#### Aim of the exercise
Reproduce only the items beginning with the line containing "Please trace the outline of every instance of the parked" and continuing through the line containing "M 20 146 L 12", both included, with the requests kept. In the answers, multiply every polygon coordinate by 1.65 and round it to a whole number, with halves rounded up; leave the numbers in the requests and their format samples unchanged.

### Input data ###

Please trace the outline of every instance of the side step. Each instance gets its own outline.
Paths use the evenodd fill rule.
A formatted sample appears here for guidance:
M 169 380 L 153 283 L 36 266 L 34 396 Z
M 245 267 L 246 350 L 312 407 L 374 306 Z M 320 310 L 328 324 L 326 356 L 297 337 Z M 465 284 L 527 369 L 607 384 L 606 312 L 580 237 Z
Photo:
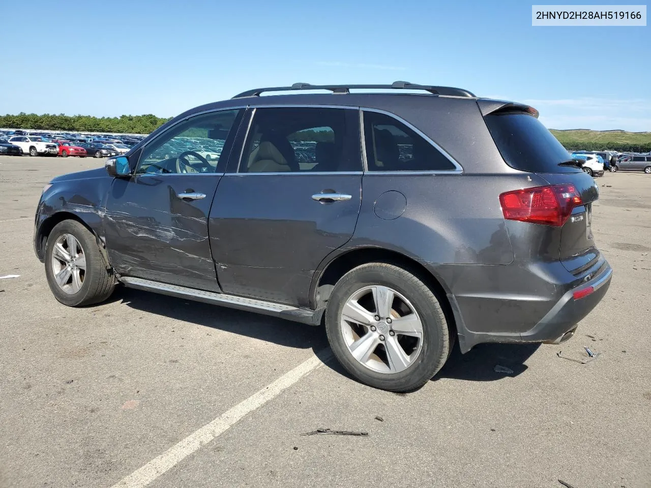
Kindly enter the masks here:
M 268 302 L 264 300 L 256 300 L 253 298 L 238 297 L 235 295 L 218 293 L 214 291 L 206 291 L 202 290 L 188 288 L 178 285 L 167 284 L 158 281 L 145 280 L 142 278 L 132 277 L 122 277 L 120 281 L 125 286 L 136 290 L 143 290 L 145 291 L 154 291 L 162 295 L 171 297 L 186 298 L 204 303 L 212 303 L 215 305 L 221 305 L 230 308 L 237 308 L 247 312 L 255 312 L 258 314 L 270 315 L 281 319 L 293 320 L 309 325 L 318 325 L 321 323 L 321 316 L 323 310 L 312 310 L 309 308 L 285 305 L 282 303 Z

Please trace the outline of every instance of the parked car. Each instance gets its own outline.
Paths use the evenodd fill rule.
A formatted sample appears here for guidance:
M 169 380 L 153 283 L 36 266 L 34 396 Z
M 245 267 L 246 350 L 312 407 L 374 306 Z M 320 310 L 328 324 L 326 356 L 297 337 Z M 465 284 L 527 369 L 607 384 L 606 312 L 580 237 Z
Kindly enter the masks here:
M 20 146 L 12 144 L 6 139 L 0 139 L 0 154 L 6 156 L 20 156 L 23 154 L 23 150 Z
M 68 141 L 57 141 L 56 142 L 59 148 L 59 156 L 62 157 L 68 157 L 68 156 L 85 157 L 88 154 L 84 148 Z
M 118 154 L 125 154 L 129 152 L 130 149 L 131 149 L 130 147 L 124 144 L 121 143 L 118 144 L 114 142 L 105 144 L 104 147 L 107 148 L 107 149 L 112 149 L 115 152 L 117 153 Z
M 611 171 L 644 171 L 651 174 L 651 156 L 624 156 L 611 166 Z
M 97 303 L 119 281 L 324 323 L 352 375 L 398 392 L 457 340 L 466 353 L 572 337 L 612 274 L 594 180 L 527 105 L 405 82 L 380 87 L 432 94 L 349 92 L 378 87 L 245 92 L 54 178 L 34 234 L 54 296 Z M 258 96 L 279 90 L 338 94 Z M 217 161 L 197 134 L 223 148 Z
M 603 161 L 600 156 L 596 154 L 574 153 L 572 155 L 575 159 L 581 159 L 583 161 L 582 169 L 590 176 L 603 176 Z
M 94 157 L 109 157 L 118 154 L 115 149 L 107 147 L 101 142 L 86 142 L 79 146 L 86 150 L 88 156 Z
M 18 135 L 9 139 L 11 144 L 20 146 L 23 152 L 31 156 L 56 156 L 59 152 L 57 144 L 44 141 L 42 138 L 34 135 Z

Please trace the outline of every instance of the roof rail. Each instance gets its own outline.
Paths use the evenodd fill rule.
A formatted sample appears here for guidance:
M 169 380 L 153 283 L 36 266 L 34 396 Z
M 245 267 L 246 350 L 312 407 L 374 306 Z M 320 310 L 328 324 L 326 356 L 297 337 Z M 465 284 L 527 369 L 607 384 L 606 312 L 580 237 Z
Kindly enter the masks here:
M 233 98 L 245 96 L 260 96 L 264 92 L 284 92 L 292 90 L 329 90 L 333 93 L 350 93 L 351 90 L 424 90 L 434 95 L 448 95 L 450 96 L 474 97 L 475 95 L 467 90 L 452 87 L 434 87 L 428 85 L 417 85 L 408 81 L 395 81 L 391 85 L 310 85 L 309 83 L 294 83 L 291 87 L 274 87 L 272 88 L 256 88 L 236 95 Z

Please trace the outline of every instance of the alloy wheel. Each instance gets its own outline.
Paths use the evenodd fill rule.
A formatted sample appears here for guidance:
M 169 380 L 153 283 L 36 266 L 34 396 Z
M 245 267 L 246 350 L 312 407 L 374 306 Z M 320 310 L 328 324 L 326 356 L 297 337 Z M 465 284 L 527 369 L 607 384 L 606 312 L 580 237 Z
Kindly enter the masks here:
M 81 289 L 86 277 L 86 256 L 81 244 L 72 234 L 64 234 L 54 243 L 52 272 L 59 287 L 68 295 Z
M 404 371 L 422 349 L 423 327 L 404 296 L 387 286 L 365 286 L 346 300 L 340 318 L 348 351 L 378 373 Z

###

#### Worked solution
Please trace the outline of every instance of the parked car. Each instance gets its own outline.
Paths use the evenodd fill rule.
A formatted sample appears here for guidance:
M 169 380 L 153 283 L 36 266 L 34 396 Z
M 245 267 L 246 350 L 312 407 L 374 306 Z M 320 310 L 328 324 L 326 356 L 297 337 Z M 465 284 L 527 369 L 607 384 L 606 312 L 580 237 Z
Kindly enter the masks here:
M 33 241 L 20 238 L 10 229 L 0 229 L 0 254 L 10 257 L 33 257 L 38 254 L 38 248 Z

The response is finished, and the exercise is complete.